#### ENUNCIADO 1
Transcreva sem alterações as linhas dos registros que vão da linha que contém "Highlight blue surgical mask." até a linha que contém "xmin=717 ymin=303 xmax=842 ymax=593", ambas incluídas.

#### DOCUMENTO
Assim, os Estados deveriam disciplinar para vigência até o início de 2024, como passaria a ocorrer a transferências de créditos de ICMS entre estabelecimentos do mesmo titular. Caso não haja a regulamentação, ficará reconhecido o direito de os contribuintes transferirem os mencionados créditos.

A fim de atender ao decidido na ADC nº 49/RN, foi publicado em 01/11/2023, o Convênio de ICMS do Conselho de Política Fazendária (CONFAZ) nº 174/2023, que “Dispõe sobre a remessa interestadual de bens e mercadorias entre estabelecimentos de mesma titularidade”.

Assim, pelo teor de partes principais do Convênio tem-se que:

• na remessa interestadual de bens e mercadorias entre estabelecimentos de mesma titularidade, tornou-se obrigatória a transferência de crédito do ICMS do estabelecimento de origem para o estabelecimento de destino;

• o ICMS a ser transferido será lançado:

(I) a débito na escrituração do estabelecimento remetente, mediante registro do documento no Registro de Saídas;
(II) a crédito na escrituração do estabelecimento destinatário, mediante o registro do documento no Registro de Entradas;

• na hipótese de haver saldo credor de ICMS pelo estabelecimento remetente, este será apropriado pelo contribuinte junto à Unidade Federada de origem, observado o disposto na sua legislação interna;

• em cada remessa, a transferência de crédito de ICMS será consignada na Nota Fiscal (NF-e) que acobertar a operação, no campo destinado ao destaque do imposto;

• a proporção de crédito de ICMS a ser transferido corresponderá ao resultado da aplicação das alíquotas interestaduais do ICMS sobre os seguintes valores dos bens e mercadorias:

(I) o valor correspondente à entrada mais recente da mercadoria;
(II) o custo da mercadoria produzida ou
(III) em se tratando de mercadorias não industrializadas, a soma dos custos de sua produção;

A transferência de créditos de ICMS de acordo com a sistemática do Convênio ICMS nº 174/2023:

(I) deverá observar o registro dos créditos correspondentes ao ICMS a que tenha direito o remetente, decorrentes de operações e prestações antecedentes;

(II) não importará no cancelamento ou modificação dos benefícios fiscais concedidos pela unidade federada de origem, hipótese em que, quando for o caso, deverá ser efetuado o lançamento de um débito, equiparado ao estorno de crédito previsto na legislação tributária instituidora do benefício fiscal deverá ser efetuado o lançamento de um débito (equiparado ao estorno de crédito previsto na legislação instituidora do benefício fiscal).

#### REGISTROS DE DADOS

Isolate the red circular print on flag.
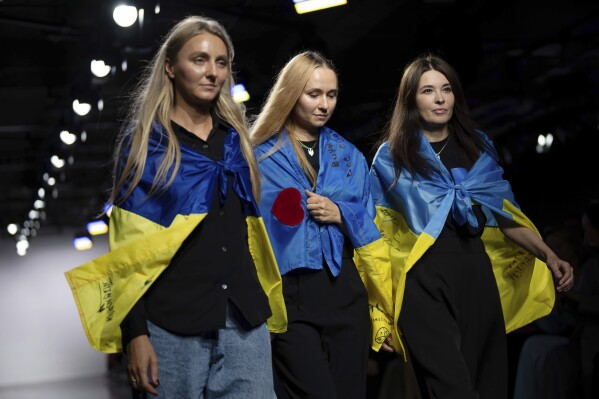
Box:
[271,187,304,226]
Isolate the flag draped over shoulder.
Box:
[255,127,398,351]
[65,122,287,353]
[370,133,555,340]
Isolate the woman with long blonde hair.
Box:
[251,51,394,399]
[67,16,286,399]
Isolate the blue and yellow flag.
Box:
[370,133,555,340]
[65,123,287,353]
[255,127,401,351]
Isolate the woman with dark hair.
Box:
[370,55,573,399]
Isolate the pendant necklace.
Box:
[298,139,318,157]
[435,136,451,159]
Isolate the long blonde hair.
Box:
[110,16,260,204]
[250,51,337,186]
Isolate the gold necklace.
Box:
[297,138,318,157]
[435,136,451,159]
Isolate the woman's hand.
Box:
[305,190,343,226]
[545,254,574,292]
[127,335,159,396]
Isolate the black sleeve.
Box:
[121,297,150,352]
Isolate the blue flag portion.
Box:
[255,127,380,276]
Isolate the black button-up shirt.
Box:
[121,116,271,346]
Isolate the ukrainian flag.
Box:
[65,123,287,353]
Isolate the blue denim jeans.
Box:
[148,306,275,399]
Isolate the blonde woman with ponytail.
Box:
[251,51,397,399]
[66,16,286,399]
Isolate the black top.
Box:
[121,116,271,347]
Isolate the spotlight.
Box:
[73,233,94,251]
[50,155,65,169]
[112,5,137,28]
[73,100,92,116]
[6,223,19,236]
[86,219,108,236]
[60,130,77,145]
[90,60,110,78]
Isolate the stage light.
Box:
[60,130,77,145]
[6,223,19,236]
[50,155,65,169]
[86,219,108,236]
[293,0,347,14]
[73,234,94,251]
[90,60,110,78]
[73,100,92,116]
[231,83,250,103]
[112,5,137,28]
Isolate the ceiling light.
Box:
[73,100,92,116]
[50,155,65,169]
[73,234,94,251]
[86,220,108,236]
[6,223,19,236]
[112,5,137,28]
[90,60,110,78]
[60,130,77,145]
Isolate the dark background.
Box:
[0,0,599,241]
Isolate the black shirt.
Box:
[121,116,271,347]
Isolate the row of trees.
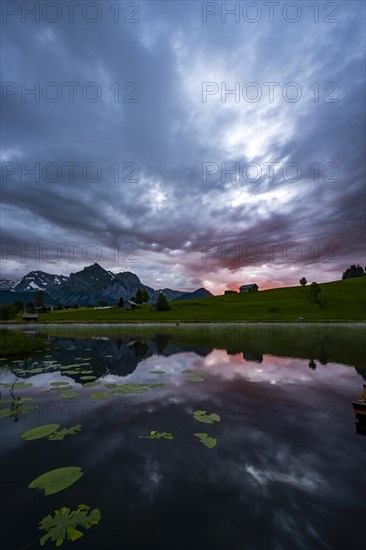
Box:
[118,289,170,311]
[300,277,322,304]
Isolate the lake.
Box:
[0,324,366,550]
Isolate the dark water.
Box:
[0,329,366,550]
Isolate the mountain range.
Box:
[0,264,212,306]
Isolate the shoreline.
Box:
[0,320,366,329]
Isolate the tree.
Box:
[156,292,170,311]
[0,304,17,321]
[133,288,150,304]
[342,265,366,279]
[310,281,322,304]
[36,290,44,307]
[13,300,24,313]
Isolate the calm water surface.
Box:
[0,329,366,550]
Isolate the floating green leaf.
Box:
[28,466,84,496]
[47,424,81,441]
[48,388,74,391]
[90,391,110,399]
[193,411,221,424]
[83,382,100,388]
[39,504,101,546]
[139,430,174,439]
[0,397,32,405]
[20,424,60,441]
[4,382,33,390]
[187,376,205,382]
[60,391,79,399]
[113,384,150,394]
[193,433,217,449]
[0,403,36,419]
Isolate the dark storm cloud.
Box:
[1,2,365,290]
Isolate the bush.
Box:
[0,304,18,321]
[156,292,170,311]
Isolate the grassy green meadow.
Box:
[7,278,366,323]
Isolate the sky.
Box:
[0,0,365,294]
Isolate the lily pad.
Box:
[0,397,32,405]
[90,391,110,400]
[187,376,205,382]
[150,370,166,374]
[193,411,221,424]
[139,430,174,439]
[0,404,37,419]
[47,424,81,441]
[113,384,150,394]
[39,504,101,546]
[193,433,217,449]
[60,391,79,399]
[4,382,33,390]
[28,466,84,496]
[20,424,60,441]
[48,388,74,391]
[83,382,100,388]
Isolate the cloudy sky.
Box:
[1,0,365,293]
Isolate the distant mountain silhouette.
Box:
[0,263,212,306]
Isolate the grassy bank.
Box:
[0,328,46,357]
[15,278,366,323]
[2,278,366,323]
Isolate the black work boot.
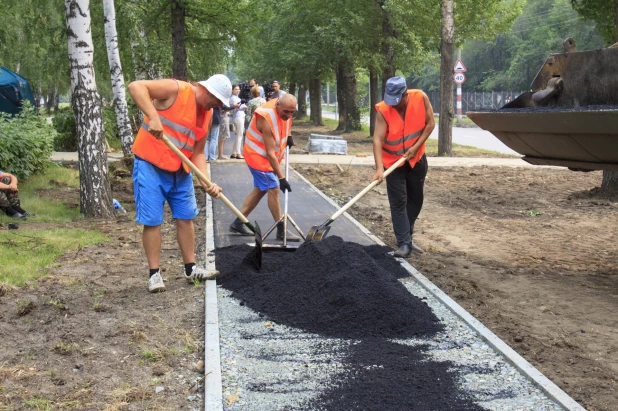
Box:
[393,244,412,258]
[230,218,254,236]
[277,221,300,241]
[411,240,425,254]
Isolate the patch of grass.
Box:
[0,229,109,287]
[24,397,55,411]
[0,165,81,226]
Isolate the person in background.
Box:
[217,105,232,160]
[249,78,264,98]
[206,107,221,161]
[371,77,436,257]
[269,80,287,100]
[128,74,232,293]
[230,84,247,160]
[0,171,35,220]
[245,86,266,139]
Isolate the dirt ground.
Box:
[0,158,618,411]
[0,175,204,411]
[295,164,618,411]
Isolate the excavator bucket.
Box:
[466,38,618,171]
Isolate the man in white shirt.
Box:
[270,80,287,100]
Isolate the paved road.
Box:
[322,110,517,155]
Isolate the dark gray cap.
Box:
[384,77,408,106]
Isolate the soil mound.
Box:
[215,237,442,338]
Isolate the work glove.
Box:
[279,177,292,193]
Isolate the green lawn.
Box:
[0,229,108,287]
[0,165,108,286]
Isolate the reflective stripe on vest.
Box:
[375,90,426,168]
[244,99,292,171]
[133,80,212,172]
[142,123,195,152]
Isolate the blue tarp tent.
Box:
[0,67,34,114]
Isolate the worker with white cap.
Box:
[129,74,232,292]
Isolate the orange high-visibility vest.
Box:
[133,80,212,173]
[243,99,292,171]
[375,90,426,168]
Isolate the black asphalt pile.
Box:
[215,237,442,338]
[306,339,484,411]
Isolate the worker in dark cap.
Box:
[371,77,436,257]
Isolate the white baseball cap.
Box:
[197,74,232,106]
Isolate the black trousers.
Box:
[386,155,427,246]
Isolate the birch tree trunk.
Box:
[438,0,455,157]
[601,0,618,192]
[103,0,133,156]
[309,78,324,126]
[170,0,188,81]
[294,80,307,120]
[64,0,114,218]
[369,69,382,136]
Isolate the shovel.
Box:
[307,156,407,241]
[161,135,262,268]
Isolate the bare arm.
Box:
[0,173,18,191]
[371,110,386,183]
[257,116,285,179]
[128,79,178,139]
[406,92,436,158]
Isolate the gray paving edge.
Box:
[203,165,223,411]
[204,169,585,411]
[293,170,586,411]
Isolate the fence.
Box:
[427,89,523,114]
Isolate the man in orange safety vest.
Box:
[371,77,435,257]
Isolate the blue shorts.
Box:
[133,157,199,227]
[249,167,279,191]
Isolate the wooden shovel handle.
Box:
[330,156,407,221]
[161,136,249,224]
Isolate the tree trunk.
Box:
[64,0,114,218]
[309,78,324,126]
[170,0,188,81]
[337,59,361,133]
[438,0,455,157]
[294,81,307,120]
[369,70,381,136]
[601,0,618,192]
[337,63,347,131]
[54,89,60,114]
[103,0,133,156]
[382,2,396,90]
[288,81,296,96]
[45,89,54,115]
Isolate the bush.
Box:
[52,110,77,151]
[0,107,57,179]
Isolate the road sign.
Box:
[455,60,468,73]
[453,73,466,84]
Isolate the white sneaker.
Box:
[148,271,165,293]
[185,265,219,283]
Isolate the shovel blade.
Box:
[306,225,330,241]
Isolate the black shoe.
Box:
[412,241,425,254]
[230,218,255,237]
[277,222,300,242]
[393,244,412,258]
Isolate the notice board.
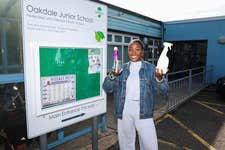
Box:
[21,0,107,138]
[39,47,102,108]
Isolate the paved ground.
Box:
[0,86,225,150]
[108,86,225,150]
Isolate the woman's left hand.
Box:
[155,68,163,81]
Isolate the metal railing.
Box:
[155,66,213,118]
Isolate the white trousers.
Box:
[117,100,158,150]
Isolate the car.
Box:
[216,76,225,98]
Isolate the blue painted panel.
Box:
[0,73,24,84]
[108,8,162,38]
[164,18,225,83]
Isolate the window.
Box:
[168,40,207,71]
[124,36,131,43]
[107,34,112,42]
[115,35,122,43]
[0,0,23,74]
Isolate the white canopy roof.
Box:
[101,0,225,22]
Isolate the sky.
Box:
[100,0,225,22]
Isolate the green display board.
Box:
[39,47,101,104]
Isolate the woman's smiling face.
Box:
[128,42,144,62]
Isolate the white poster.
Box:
[22,0,107,138]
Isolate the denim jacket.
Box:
[103,60,168,119]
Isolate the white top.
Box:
[126,61,141,100]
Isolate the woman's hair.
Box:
[128,39,144,50]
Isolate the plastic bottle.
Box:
[112,47,120,72]
[157,42,173,74]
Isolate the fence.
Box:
[155,66,213,118]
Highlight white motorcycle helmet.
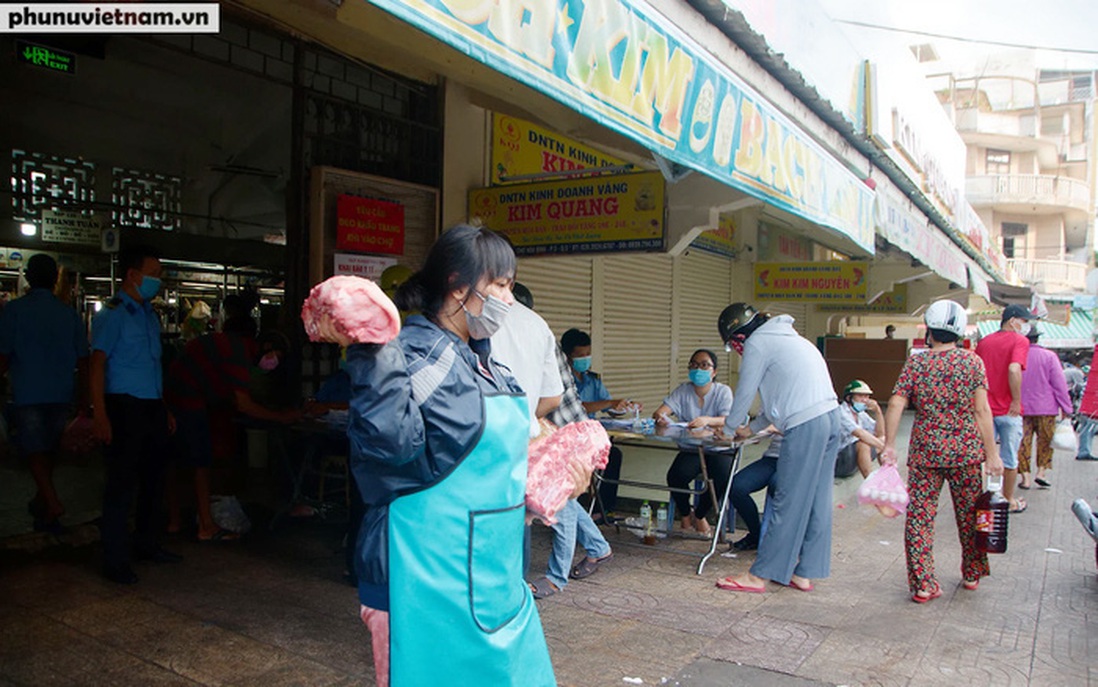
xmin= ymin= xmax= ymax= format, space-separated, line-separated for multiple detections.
xmin=922 ymin=301 xmax=968 ymax=339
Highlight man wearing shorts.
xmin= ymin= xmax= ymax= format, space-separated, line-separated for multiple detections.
xmin=165 ymin=315 xmax=301 ymax=541
xmin=976 ymin=305 xmax=1033 ymax=513
xmin=0 ymin=252 xmax=88 ymax=534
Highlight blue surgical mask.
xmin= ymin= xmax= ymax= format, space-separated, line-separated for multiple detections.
xmin=137 ymin=274 xmax=160 ymax=301
xmin=690 ymin=368 xmax=713 ymax=386
xmin=461 ymin=291 xmax=511 ymax=339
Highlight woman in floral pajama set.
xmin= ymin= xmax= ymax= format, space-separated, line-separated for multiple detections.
xmin=881 ymin=301 xmax=1002 ymax=604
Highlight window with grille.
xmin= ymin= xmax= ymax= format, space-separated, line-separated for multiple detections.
xmin=111 ymin=167 xmax=183 ymax=232
xmin=11 ymin=149 xmax=96 ymax=222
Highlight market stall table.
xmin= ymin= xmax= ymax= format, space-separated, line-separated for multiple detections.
xmin=591 ymin=419 xmax=762 ymax=575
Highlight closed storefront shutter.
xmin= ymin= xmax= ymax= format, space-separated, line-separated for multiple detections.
xmin=672 ymin=250 xmax=732 ymax=384
xmin=595 ymin=255 xmax=673 ymax=414
xmin=518 ymin=256 xmax=592 ymax=341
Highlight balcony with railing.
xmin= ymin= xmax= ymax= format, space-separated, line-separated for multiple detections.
xmin=965 ymin=174 xmax=1093 ymax=215
xmin=1007 ymin=258 xmax=1087 ymax=293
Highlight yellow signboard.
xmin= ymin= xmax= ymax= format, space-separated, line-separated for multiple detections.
xmin=754 ymin=260 xmax=869 ymax=304
xmin=492 ymin=114 xmax=626 ymax=185
xmin=816 ymin=284 xmax=908 ymax=315
xmin=469 ymin=172 xmax=664 ymax=255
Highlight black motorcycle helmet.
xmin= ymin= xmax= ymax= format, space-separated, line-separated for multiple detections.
xmin=717 ymin=303 xmax=770 ymax=354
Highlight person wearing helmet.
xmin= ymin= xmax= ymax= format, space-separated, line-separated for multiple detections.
xmin=976 ymin=305 xmax=1033 ymax=513
xmin=1018 ymin=327 xmax=1074 ymax=489
xmin=834 ymin=380 xmax=885 ymax=477
xmin=881 ymin=301 xmax=1002 ymax=604
xmin=717 ymin=303 xmax=842 ymax=593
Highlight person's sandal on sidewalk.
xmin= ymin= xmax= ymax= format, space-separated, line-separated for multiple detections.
xmin=569 ymin=551 xmax=614 ymax=579
xmin=527 ymin=577 xmax=560 ymax=599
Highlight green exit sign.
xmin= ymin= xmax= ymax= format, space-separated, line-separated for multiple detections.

#### ENUNCIADO 2
Traduza para o inglês esta frase do documento sobre o Convênio ICMS nº 174/2023: «A fim de atender ao decidido na ADC nº 49/RN, foi publicado em 01/11/2023, o Convênio de ICMS do Conselho de Política Fazendária (CONFAZ) nº 174/2023, que “Dispõe sobre a remessa interestadual de bens e mercadorias entre estabelecimentos de mesma titularidade”.»

#### SOLUÇÃO DA TAREFA 1
Highlight blue surgical mask.
xmin= ymin= xmax= ymax= format, space-separated, line-separated for multiple detections.
xmin=137 ymin=274 xmax=160 ymax=301
xmin=690 ymin=368 xmax=713 ymax=386
xmin=461 ymin=291 xmax=511 ymax=339
Highlight woman in floral pajama set.
xmin= ymin= xmax= ymax= format, space-separated, line-separated for multiple detections.
xmin=881 ymin=301 xmax=1002 ymax=604
Highlight window with grille.
xmin= ymin= xmax= ymax= format, space-separated, line-separated for multiple detections.
xmin=111 ymin=167 xmax=183 ymax=232
xmin=11 ymin=149 xmax=96 ymax=222
Highlight market stall table.
xmin= ymin= xmax= ymax= format, space-separated, line-separated for multiple detections.
xmin=591 ymin=419 xmax=762 ymax=575
Highlight closed storefront shutter.
xmin= ymin= xmax= ymax= format, space-separated, line-separated for multiple detections.
xmin=672 ymin=250 xmax=732 ymax=384
xmin=595 ymin=255 xmax=673 ymax=414
xmin=518 ymin=256 xmax=592 ymax=341
Highlight balcony with railing.
xmin= ymin= xmax= ymax= format, space-separated, line-separated for multiple detections.
xmin=965 ymin=174 xmax=1093 ymax=215
xmin=1007 ymin=258 xmax=1087 ymax=293
Highlight yellow signboard.
xmin= ymin= xmax= ymax= format, space-separated, line-separated for multiple detections.
xmin=754 ymin=260 xmax=869 ymax=304
xmin=492 ymin=114 xmax=626 ymax=185
xmin=816 ymin=284 xmax=908 ymax=315
xmin=469 ymin=172 xmax=664 ymax=255
Highlight black motorcycle helmet.
xmin= ymin= xmax= ymax= format, space-separated, line-separated for multiple detections.
xmin=717 ymin=303 xmax=770 ymax=354
Highlight person wearing helmet.
xmin= ymin= xmax= ymax= format, space-separated, line-separated for multiple detections.
xmin=976 ymin=305 xmax=1033 ymax=513
xmin=1018 ymin=327 xmax=1074 ymax=489
xmin=834 ymin=380 xmax=885 ymax=477
xmin=881 ymin=301 xmax=1002 ymax=604
xmin=717 ymin=303 xmax=842 ymax=593

#### SOLUÇÃO DA TAREFA 2
In order to comply with the ruling in ADC No. 49/RN, ICMS Agreement No. 174/2023 of the Council for Fiscal Policy (CONFAZ) was published on 01/11/2023, which "Provides for the interstate shipment of goods and merchandise between establishments under the same ownership."